**TASK INPUTS:**
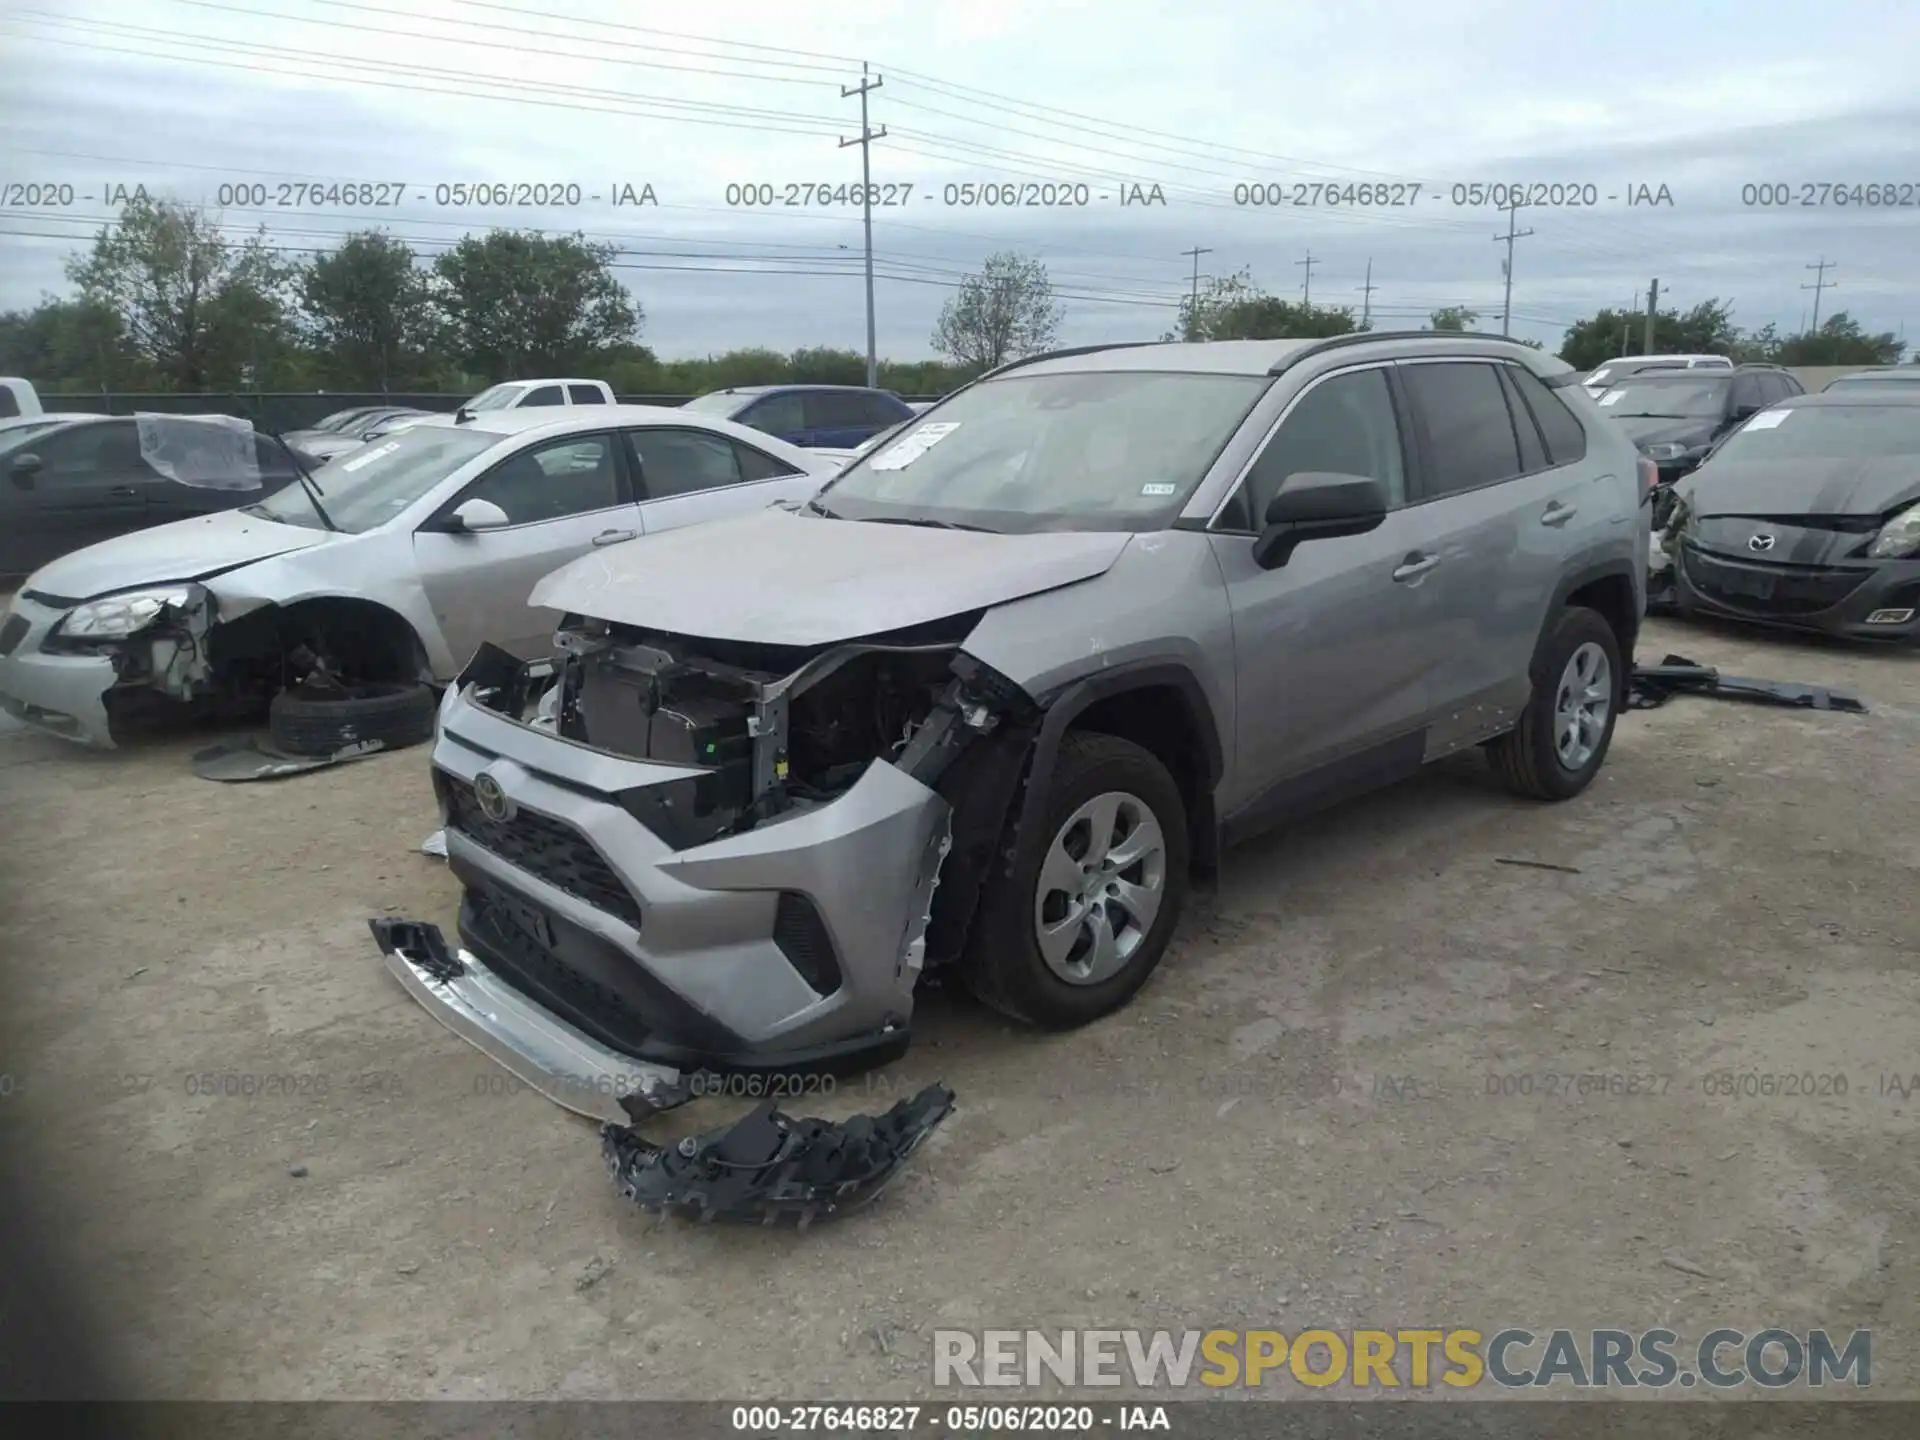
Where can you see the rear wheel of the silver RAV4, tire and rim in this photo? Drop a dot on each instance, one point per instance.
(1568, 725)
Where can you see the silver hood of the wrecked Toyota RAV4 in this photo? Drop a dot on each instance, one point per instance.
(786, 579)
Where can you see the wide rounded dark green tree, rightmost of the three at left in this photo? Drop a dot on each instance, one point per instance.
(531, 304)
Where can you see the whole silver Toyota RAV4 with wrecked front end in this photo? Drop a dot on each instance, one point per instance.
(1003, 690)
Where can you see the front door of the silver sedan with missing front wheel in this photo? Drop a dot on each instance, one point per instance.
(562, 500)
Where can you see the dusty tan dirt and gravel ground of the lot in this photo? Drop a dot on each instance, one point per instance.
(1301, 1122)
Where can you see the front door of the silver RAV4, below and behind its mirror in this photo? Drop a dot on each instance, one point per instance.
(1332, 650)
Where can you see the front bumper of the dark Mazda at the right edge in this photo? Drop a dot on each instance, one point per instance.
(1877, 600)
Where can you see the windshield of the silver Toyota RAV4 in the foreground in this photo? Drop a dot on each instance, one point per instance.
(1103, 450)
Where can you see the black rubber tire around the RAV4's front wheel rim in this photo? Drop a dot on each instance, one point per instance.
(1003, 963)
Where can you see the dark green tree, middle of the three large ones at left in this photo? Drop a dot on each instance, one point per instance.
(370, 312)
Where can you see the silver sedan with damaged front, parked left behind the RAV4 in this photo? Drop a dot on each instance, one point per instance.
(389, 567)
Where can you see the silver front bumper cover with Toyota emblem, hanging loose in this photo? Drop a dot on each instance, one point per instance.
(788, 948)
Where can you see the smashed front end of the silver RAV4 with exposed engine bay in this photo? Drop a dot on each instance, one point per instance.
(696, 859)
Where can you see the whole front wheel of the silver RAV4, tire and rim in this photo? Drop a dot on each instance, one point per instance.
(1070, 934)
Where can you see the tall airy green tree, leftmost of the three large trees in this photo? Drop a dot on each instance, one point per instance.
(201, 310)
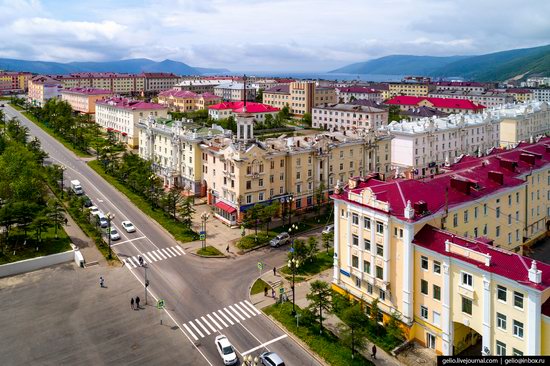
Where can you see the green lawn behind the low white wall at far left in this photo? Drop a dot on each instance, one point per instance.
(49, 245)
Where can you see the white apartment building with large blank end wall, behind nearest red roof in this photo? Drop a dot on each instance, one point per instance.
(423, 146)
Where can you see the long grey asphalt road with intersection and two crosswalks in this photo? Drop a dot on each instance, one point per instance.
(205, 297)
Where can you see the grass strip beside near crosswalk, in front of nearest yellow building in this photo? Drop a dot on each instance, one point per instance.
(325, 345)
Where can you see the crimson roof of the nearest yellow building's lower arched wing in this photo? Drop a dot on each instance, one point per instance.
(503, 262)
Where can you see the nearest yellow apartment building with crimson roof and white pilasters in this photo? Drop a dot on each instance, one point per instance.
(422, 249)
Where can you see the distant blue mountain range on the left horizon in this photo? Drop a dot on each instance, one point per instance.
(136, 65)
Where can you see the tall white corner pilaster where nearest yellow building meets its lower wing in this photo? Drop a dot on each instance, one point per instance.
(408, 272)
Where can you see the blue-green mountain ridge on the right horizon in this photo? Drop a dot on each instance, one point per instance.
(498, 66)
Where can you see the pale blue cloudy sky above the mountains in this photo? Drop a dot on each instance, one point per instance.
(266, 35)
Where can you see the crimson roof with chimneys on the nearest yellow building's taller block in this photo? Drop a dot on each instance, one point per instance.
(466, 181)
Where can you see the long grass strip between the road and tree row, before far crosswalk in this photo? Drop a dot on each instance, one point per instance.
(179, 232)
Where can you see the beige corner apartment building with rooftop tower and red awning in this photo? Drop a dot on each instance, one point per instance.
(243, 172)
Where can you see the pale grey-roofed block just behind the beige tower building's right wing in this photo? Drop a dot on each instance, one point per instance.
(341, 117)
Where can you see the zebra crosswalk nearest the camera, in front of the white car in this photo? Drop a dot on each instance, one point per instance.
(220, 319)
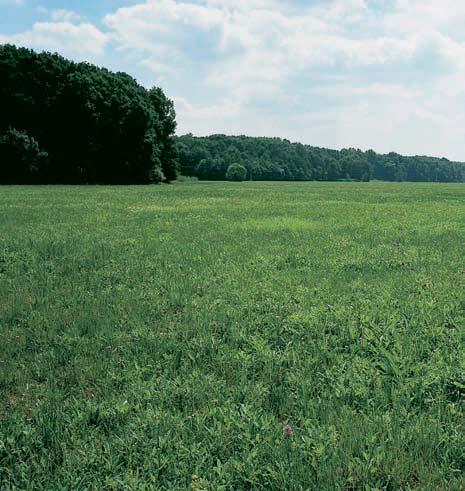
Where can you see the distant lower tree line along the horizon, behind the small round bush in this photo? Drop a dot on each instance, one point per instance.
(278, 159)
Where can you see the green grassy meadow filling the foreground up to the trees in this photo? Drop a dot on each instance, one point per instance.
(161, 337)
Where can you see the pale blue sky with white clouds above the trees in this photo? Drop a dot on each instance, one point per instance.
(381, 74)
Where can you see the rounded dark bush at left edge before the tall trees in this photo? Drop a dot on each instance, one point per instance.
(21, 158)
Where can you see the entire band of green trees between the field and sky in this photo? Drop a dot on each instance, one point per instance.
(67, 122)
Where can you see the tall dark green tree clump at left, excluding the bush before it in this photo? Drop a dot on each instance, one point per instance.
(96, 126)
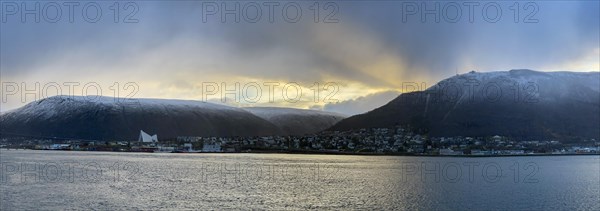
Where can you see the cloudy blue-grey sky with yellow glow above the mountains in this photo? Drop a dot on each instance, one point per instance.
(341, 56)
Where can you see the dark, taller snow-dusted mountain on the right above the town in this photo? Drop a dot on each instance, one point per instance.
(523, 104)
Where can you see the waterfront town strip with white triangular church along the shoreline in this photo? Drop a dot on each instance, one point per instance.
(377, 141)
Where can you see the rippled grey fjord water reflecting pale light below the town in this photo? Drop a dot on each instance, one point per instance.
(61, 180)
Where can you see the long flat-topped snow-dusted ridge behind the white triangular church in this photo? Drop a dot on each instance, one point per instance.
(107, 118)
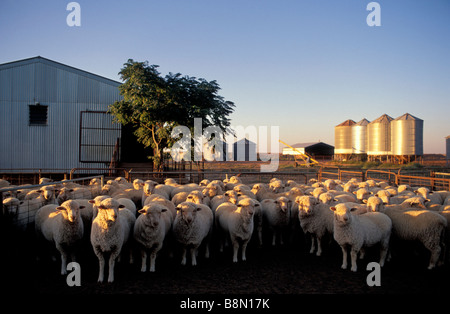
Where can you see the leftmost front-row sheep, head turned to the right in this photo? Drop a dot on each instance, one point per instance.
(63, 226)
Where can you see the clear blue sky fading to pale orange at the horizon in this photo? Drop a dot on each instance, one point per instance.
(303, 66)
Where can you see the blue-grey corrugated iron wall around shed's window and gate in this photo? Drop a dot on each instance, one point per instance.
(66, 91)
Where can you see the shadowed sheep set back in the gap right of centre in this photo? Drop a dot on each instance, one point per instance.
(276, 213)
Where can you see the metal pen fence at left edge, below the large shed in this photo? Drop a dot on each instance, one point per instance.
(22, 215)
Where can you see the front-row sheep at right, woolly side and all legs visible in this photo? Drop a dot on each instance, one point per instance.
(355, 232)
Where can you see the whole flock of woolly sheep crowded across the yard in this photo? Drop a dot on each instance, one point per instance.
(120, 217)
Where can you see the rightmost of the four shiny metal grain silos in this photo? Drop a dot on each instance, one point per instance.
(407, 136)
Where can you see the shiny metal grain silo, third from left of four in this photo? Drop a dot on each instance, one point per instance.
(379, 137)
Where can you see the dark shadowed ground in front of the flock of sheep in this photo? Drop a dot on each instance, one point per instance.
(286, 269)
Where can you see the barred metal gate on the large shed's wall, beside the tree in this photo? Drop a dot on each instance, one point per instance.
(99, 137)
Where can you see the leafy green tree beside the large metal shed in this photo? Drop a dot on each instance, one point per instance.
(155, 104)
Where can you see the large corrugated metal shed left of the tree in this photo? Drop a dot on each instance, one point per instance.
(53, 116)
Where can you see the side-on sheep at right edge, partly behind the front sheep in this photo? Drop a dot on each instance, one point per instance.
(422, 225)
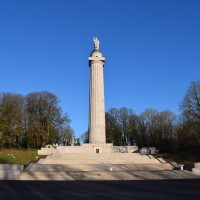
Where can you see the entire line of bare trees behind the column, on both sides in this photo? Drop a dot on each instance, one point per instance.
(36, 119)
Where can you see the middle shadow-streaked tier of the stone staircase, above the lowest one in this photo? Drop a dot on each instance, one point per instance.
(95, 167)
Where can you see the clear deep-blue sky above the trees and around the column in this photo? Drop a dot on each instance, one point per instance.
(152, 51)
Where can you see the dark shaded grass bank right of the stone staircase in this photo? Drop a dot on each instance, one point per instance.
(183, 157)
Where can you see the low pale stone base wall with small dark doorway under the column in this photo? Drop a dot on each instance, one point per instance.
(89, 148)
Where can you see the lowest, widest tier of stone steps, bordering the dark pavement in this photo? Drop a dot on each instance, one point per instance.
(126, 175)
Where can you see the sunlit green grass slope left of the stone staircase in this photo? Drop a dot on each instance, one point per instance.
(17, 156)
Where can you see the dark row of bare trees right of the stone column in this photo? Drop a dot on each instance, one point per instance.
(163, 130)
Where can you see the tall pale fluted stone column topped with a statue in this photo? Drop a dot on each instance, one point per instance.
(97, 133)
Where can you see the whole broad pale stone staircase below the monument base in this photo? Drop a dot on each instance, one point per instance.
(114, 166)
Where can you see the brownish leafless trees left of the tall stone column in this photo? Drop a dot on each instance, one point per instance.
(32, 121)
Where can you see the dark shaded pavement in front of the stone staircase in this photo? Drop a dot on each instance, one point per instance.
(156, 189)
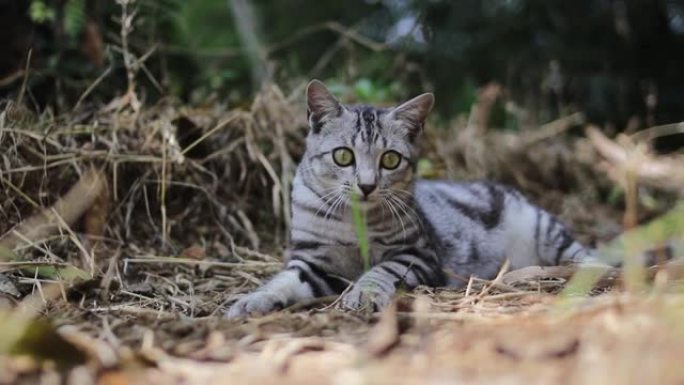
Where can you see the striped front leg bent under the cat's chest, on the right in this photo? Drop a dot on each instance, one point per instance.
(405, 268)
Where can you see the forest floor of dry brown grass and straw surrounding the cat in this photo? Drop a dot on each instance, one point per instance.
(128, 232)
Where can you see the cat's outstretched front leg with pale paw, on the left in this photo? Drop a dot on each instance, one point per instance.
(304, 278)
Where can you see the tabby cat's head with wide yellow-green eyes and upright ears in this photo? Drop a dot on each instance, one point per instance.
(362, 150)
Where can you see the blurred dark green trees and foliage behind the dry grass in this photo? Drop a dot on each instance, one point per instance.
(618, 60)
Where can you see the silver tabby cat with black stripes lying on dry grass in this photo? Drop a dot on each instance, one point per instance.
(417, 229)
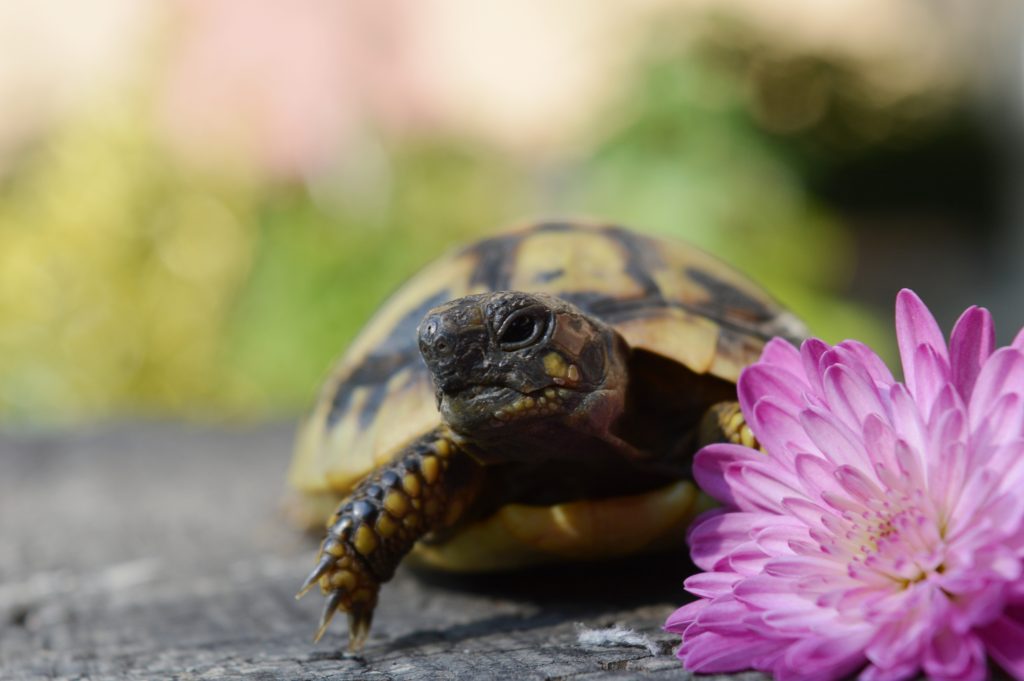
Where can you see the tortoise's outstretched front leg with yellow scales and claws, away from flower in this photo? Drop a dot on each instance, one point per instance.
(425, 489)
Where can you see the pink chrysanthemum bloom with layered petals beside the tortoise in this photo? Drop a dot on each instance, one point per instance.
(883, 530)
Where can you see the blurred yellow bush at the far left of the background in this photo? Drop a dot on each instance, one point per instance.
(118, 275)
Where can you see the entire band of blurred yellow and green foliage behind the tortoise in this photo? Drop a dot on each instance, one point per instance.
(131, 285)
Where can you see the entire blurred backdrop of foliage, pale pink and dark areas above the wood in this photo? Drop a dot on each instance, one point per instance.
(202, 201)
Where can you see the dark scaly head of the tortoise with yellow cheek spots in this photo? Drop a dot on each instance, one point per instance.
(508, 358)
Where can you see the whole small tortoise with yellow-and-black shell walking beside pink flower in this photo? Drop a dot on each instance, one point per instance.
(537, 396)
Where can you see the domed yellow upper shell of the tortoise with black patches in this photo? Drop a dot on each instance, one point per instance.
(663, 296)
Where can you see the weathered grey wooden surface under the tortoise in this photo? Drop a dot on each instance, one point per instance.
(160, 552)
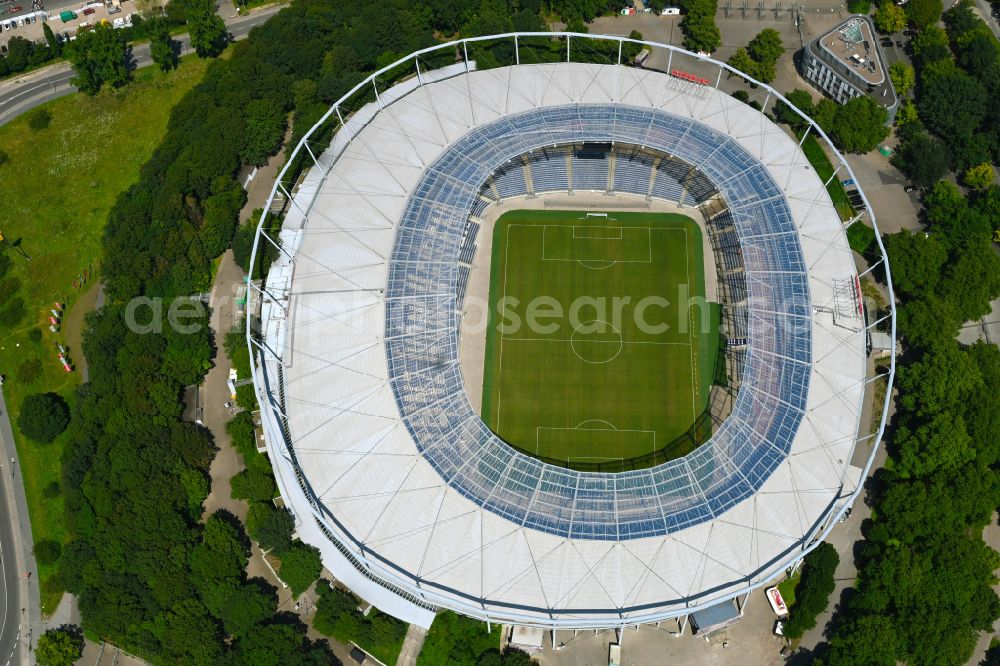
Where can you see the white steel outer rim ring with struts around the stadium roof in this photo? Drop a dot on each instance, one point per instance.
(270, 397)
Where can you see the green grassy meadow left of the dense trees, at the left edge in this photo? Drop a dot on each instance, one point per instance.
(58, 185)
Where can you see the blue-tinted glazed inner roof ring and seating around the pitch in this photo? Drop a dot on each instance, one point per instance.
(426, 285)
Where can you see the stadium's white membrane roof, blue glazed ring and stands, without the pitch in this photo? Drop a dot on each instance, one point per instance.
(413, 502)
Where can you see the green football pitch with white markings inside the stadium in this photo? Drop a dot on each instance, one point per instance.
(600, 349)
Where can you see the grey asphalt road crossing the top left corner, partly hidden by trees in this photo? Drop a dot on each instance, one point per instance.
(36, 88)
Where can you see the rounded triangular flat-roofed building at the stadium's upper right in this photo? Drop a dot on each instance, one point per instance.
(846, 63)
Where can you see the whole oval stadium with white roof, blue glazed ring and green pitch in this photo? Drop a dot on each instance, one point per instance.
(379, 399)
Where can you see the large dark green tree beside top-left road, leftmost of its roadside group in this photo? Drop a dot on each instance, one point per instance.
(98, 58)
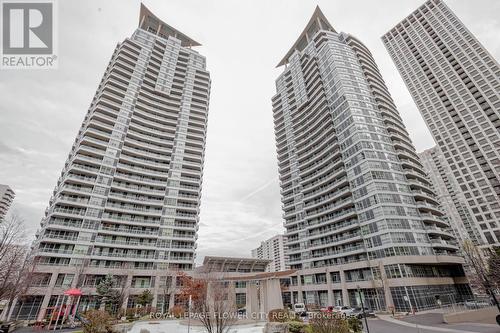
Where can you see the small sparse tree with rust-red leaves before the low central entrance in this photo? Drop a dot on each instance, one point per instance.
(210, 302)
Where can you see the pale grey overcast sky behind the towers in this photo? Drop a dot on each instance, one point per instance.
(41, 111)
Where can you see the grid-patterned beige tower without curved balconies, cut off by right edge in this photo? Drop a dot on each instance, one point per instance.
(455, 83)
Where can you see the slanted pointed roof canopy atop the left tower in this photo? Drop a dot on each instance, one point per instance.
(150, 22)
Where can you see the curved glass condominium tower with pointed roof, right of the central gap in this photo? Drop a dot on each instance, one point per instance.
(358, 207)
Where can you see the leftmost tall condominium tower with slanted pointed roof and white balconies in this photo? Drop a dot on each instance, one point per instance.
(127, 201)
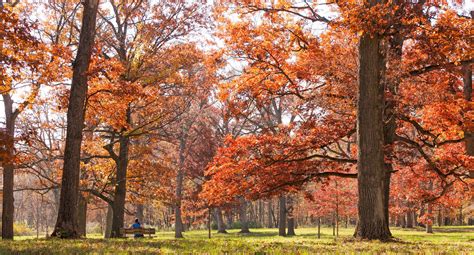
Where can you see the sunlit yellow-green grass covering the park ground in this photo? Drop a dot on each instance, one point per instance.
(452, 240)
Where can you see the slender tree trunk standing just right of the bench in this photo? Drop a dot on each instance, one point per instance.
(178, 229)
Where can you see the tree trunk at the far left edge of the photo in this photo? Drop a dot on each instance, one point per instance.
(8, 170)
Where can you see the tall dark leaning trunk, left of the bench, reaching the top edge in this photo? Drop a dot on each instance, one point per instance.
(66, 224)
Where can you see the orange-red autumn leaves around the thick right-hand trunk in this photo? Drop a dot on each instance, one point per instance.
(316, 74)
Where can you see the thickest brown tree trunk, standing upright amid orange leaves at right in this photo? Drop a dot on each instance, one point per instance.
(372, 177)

**EXERCISE OBJECTIVE:**
Above are the records; copy exactly the lines from the one with "Where can you see the thickest" through the final line.

**ANSWER TO THIS PROBLEM:**
Where can you see the thickest brown tree trunk, standing upright amid orange leaves at right in this photo? Drop a dot on each instance, one point per instance.
(372, 177)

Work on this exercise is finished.